+++ Supplied text

Kernel of a $R$-linear map is uniquely determined? In my algebra textbook there is the following exercise:
Let $M$ and $N$ be two left $R$-modules and $f:M\longrightarrow N$ a $R$-linear map. Show the kernel $L$ of $f$ is uniquely determined by the following universal property:
$(i)$ There is a unique $R$-linear map $\ell:L\longrightarrow M$ such that $f\ell=0$.
$(ii)$ If $\ell^\prime:L^\prime\longrightarrow M$ is a linear map such that $f\ell^\prime=0$ there is a unique $R$-linear map $u:L^\prime\longrightarrow L$ such that $\ell^\prime=\ell u$.
The main problem is that I didn't understand what I'm supposed to do, so I don't even know where to start.
Can anyone help me out?
Thanks
 A: The issue here is that you need to know what you mean by "unique". You can show that such an object $L$ exists ; just take it to be the submodule of $M$ of elements mapped to $0$ under $f$, and check the two conditions. For "unicity", if you have two modules $L_1,L_2$ that satisfy property (i) and (ii), you cannot hope to show that $L_1 = L_2$, but you can certainly show that $L_1 \simeq L_2$ as $R$-modules, and you can do that assuming that (i) and (ii) are satisfied by $L_1$ and $L_2$. We usually say that $L$ is "unique up to unique isomorphism".

++++++
+++ Supplied material

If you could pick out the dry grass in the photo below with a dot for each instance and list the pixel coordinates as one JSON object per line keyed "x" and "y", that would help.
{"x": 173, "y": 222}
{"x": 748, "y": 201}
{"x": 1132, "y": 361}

++++++

- Job: Restate the part of the kernel question that opens with the words "Kernel of a" and closes with "where to start.", substituting "defining property" for each "universal property".

- Answer for this exercise:
Kernel of a $R$-linear map is uniquely determined? In my algebra textbook there is the following exercise:
Let $M$ and $N$ be two left $R$-modules and $f:M\longrightarrow N$ a $R$-linear map. Show the kernel $L$ of $f$ is uniquely determined by the following defining property:
$(i)$ There is a unique $R$-linear map $\ell:L\longrightarrow M$ such that $f\ell=0$.
$(ii)$ If $\ell^\prime:L^\prime\longrightarrow M$ is a linear map such that $f\ell^\prime=0$ there is a unique $R$-linear map $u:L^\prime\longrightarrow L$ such that $\ell^\prime=\ell u$.
The main problem is that I didn't understand what I'm supposed to do, so I don't even know where to start.